- **Entries**
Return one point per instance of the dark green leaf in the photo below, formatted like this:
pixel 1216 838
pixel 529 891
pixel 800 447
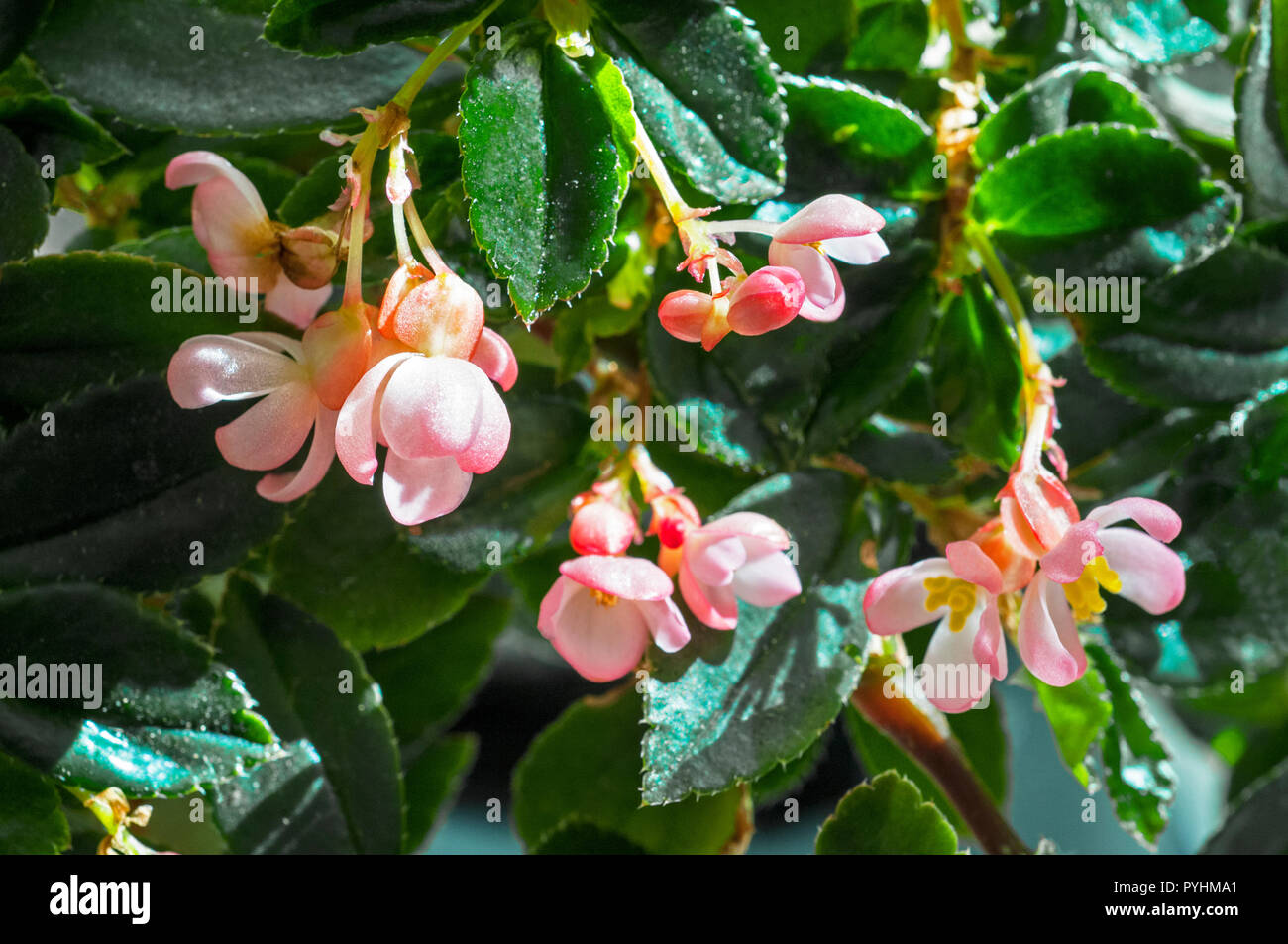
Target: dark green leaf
pixel 1077 93
pixel 24 200
pixel 588 763
pixel 704 89
pixel 318 695
pixel 143 67
pixel 120 484
pixel 170 720
pixel 31 811
pixel 348 563
pixel 887 816
pixel 545 158
pixel 732 706
pixel 1150 31
pixel 331 27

- **What is asked**
Extract every line of the records above verbatim, leaving out the pictures.

- **Final result**
Return one point per instance of the dark green leaf in the photo below, formatted like this:
pixel 1216 838
pixel 529 891
pixel 800 447
Target: dark green leaf
pixel 1077 93
pixel 24 200
pixel 588 763
pixel 704 89
pixel 318 695
pixel 143 67
pixel 120 484
pixel 170 720
pixel 31 811
pixel 348 563
pixel 887 816
pixel 545 158
pixel 732 706
pixel 1150 31
pixel 331 27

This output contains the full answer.